Task to complete: Which lines in the material below contain the string "nose"? Pick out and copy each of them, with case counting.

Location labeling records
>> Begin

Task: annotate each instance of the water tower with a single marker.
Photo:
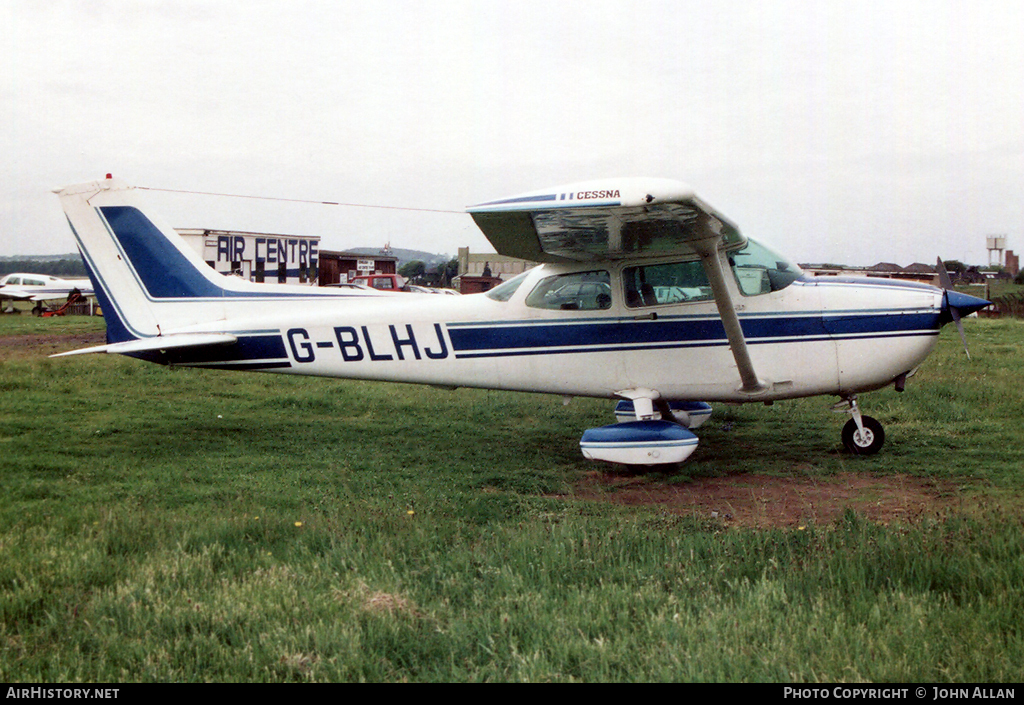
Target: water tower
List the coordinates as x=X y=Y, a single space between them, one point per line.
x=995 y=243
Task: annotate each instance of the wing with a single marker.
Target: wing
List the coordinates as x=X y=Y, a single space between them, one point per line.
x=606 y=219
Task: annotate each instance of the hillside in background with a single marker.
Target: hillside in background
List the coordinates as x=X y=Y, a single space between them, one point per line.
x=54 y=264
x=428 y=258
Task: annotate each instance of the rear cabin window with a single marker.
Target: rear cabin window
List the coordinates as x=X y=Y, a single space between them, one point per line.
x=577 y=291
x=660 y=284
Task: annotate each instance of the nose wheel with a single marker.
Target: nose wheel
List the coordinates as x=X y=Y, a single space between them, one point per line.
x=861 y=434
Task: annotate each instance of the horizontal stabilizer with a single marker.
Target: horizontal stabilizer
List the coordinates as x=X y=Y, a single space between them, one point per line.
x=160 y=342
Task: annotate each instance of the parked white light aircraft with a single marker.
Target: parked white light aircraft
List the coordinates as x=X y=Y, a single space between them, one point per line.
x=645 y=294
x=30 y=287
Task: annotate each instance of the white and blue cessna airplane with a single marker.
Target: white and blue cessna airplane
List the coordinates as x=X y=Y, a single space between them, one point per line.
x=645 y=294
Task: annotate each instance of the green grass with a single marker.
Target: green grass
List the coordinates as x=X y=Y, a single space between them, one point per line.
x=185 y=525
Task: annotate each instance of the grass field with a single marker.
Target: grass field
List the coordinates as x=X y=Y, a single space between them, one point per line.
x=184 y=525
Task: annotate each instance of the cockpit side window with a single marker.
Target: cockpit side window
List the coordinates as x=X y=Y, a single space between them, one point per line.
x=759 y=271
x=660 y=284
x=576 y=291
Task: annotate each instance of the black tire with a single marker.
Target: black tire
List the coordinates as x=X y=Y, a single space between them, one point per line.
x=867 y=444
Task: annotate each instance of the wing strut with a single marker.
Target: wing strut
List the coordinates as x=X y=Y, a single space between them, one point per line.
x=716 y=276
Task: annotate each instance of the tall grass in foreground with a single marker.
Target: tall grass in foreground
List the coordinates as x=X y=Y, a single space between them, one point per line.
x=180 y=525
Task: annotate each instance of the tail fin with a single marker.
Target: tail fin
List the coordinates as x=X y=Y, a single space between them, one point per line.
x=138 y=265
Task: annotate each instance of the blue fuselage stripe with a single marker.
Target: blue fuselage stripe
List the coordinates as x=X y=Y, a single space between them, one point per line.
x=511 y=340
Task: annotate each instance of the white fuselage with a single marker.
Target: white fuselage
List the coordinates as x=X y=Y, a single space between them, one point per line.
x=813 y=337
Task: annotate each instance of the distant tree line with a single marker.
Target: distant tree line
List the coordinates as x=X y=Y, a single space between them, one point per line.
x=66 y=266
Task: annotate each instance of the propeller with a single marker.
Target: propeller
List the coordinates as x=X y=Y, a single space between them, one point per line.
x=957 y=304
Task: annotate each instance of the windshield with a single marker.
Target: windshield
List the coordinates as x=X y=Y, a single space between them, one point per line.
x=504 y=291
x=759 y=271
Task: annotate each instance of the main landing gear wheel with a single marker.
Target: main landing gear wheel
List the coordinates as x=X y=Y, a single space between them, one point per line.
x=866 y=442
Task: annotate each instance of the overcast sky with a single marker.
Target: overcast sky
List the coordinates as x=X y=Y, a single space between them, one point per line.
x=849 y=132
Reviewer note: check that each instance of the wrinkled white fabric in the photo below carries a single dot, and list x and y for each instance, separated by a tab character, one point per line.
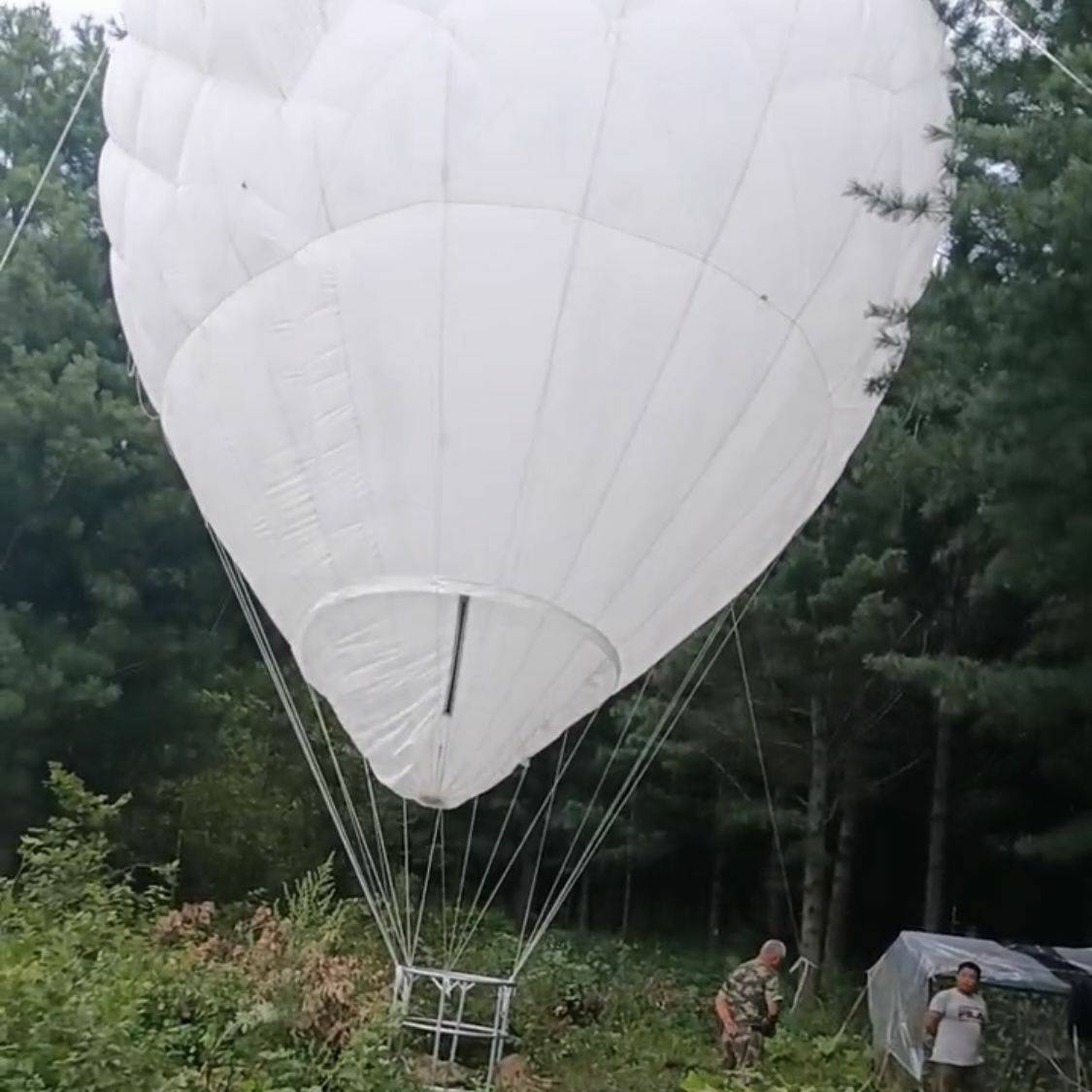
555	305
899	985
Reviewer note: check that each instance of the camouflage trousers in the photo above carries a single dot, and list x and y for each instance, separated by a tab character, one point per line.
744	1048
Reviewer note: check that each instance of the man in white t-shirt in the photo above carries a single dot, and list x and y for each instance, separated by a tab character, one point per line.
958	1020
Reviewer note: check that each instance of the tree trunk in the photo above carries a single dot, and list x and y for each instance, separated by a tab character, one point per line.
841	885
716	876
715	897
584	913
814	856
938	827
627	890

>> End
>> Begin

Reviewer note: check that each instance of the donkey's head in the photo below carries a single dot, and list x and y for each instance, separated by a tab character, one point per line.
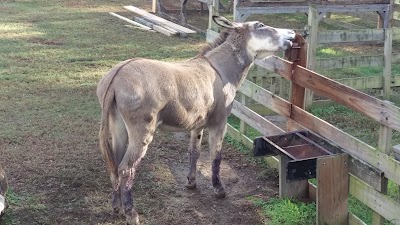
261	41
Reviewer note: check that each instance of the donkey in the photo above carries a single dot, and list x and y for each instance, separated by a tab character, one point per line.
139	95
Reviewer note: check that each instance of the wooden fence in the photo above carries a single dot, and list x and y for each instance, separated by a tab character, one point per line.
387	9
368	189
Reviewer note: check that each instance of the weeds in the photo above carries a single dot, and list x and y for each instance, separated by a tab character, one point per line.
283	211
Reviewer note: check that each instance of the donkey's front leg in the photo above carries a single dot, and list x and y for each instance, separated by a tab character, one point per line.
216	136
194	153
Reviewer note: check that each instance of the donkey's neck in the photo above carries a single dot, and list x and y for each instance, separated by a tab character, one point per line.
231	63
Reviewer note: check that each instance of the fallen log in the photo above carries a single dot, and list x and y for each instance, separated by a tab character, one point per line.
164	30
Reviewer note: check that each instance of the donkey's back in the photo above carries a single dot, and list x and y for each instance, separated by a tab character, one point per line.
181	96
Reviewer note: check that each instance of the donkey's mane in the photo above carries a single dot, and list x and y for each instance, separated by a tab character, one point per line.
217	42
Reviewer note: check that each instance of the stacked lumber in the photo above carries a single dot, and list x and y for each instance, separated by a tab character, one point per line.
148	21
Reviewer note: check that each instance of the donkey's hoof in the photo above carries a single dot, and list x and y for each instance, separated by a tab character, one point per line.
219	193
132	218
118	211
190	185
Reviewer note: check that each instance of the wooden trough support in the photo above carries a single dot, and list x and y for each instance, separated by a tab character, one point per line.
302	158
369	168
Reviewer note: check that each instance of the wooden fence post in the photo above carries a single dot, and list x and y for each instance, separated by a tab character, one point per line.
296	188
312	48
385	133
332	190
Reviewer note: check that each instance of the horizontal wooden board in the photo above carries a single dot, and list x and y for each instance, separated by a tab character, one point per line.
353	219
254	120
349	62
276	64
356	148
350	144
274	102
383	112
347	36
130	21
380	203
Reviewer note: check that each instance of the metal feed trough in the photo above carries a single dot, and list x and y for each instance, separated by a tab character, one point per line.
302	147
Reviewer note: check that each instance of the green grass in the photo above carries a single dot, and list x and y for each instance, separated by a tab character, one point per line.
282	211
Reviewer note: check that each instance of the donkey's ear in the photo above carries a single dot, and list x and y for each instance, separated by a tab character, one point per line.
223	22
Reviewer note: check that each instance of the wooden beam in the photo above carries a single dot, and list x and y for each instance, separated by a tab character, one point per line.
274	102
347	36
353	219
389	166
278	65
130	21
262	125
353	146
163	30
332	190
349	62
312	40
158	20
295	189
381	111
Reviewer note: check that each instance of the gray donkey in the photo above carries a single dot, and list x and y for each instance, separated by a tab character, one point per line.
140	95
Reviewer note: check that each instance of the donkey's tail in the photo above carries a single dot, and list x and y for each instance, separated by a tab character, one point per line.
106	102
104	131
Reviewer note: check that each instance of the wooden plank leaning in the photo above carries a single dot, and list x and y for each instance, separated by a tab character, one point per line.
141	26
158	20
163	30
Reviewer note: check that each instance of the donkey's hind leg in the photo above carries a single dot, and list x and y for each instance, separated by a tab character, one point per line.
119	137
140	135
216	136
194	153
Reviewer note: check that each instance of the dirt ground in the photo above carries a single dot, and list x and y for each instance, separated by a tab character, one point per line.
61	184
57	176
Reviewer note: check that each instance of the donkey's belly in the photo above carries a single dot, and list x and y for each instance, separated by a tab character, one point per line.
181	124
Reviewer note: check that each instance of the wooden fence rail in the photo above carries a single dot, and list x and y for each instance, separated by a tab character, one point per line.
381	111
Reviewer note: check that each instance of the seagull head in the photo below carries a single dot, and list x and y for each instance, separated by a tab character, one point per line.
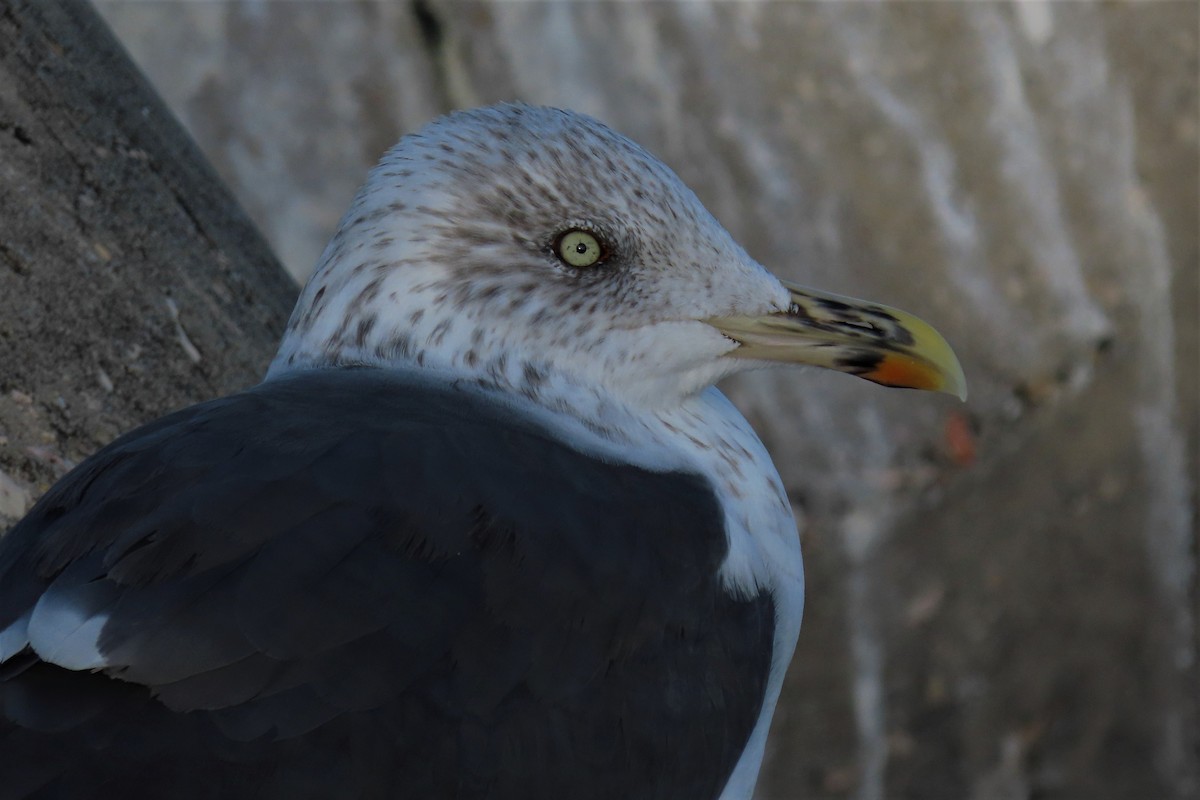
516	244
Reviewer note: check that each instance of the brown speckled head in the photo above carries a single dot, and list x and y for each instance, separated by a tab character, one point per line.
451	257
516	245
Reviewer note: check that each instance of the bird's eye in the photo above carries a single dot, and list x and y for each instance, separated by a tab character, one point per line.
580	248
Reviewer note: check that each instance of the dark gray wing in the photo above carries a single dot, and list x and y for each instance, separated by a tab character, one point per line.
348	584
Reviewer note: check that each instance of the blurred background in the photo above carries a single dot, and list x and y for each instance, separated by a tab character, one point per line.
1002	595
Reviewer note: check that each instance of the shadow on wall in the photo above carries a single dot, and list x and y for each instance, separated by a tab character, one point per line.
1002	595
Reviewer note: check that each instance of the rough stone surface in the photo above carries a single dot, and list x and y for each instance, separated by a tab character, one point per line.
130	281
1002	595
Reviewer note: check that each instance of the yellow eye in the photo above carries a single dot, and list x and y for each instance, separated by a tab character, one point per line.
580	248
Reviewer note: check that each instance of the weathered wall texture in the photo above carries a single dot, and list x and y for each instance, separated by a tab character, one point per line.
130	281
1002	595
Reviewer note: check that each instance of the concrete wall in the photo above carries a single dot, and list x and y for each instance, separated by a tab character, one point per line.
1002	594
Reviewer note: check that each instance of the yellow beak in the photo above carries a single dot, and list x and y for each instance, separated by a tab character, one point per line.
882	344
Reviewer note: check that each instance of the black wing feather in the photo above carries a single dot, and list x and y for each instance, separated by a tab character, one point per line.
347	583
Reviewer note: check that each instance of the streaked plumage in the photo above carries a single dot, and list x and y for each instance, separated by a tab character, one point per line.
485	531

>> End

Problem solution:
Task: annotate each instance of the nose wheel with a single marker.
Target: nose wheel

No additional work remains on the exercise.